- [Description of the task] Here are some records; copy every line that holds the word "below".

(Referring expression pointing data)
= = = =

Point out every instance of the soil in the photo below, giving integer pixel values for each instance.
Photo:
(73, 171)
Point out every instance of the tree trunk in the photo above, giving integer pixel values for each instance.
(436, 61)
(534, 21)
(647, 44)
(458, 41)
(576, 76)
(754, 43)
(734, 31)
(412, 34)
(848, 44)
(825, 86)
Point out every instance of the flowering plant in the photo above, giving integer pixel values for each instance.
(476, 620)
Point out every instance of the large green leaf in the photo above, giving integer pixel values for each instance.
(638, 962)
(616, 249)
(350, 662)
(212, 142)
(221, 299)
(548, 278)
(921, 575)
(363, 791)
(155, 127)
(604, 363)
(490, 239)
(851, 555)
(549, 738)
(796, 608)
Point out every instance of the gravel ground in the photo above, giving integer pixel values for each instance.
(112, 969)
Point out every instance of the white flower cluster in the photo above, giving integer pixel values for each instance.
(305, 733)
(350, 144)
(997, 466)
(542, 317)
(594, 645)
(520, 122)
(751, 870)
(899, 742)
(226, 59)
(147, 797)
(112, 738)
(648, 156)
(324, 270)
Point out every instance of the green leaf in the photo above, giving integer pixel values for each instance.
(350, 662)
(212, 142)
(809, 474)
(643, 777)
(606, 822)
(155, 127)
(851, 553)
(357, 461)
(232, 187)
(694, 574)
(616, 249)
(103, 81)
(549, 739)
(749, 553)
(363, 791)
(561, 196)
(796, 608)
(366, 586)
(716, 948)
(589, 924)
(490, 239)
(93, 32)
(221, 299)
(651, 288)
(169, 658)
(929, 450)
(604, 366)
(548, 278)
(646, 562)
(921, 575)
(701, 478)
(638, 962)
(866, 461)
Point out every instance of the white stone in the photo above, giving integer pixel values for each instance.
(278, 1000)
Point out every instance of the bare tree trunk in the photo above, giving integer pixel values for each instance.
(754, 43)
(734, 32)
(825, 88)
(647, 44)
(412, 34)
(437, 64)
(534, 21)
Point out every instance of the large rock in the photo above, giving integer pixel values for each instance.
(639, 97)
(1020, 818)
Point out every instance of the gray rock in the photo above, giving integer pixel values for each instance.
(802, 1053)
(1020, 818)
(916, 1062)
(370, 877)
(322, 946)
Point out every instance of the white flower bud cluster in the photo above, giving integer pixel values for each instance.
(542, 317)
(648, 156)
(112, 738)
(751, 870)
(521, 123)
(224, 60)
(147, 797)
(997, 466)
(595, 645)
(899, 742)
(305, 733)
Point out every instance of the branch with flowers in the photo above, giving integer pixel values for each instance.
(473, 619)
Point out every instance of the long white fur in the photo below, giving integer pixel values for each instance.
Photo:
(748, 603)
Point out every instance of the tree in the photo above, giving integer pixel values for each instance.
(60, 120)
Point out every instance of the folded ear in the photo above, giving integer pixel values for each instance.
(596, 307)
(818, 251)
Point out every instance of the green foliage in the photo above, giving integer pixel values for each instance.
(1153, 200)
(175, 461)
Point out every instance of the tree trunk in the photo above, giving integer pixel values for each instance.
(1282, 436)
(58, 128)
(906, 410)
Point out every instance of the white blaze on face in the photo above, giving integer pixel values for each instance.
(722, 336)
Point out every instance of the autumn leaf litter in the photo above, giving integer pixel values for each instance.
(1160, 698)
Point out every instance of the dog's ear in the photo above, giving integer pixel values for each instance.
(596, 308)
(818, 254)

= = = =

- [Task output]
Point out every instance of the soil in the photo below, giving integer pixel values for each instance.
Point out every instance of the long white fur in the photo below, giving integer pixel values for each instance.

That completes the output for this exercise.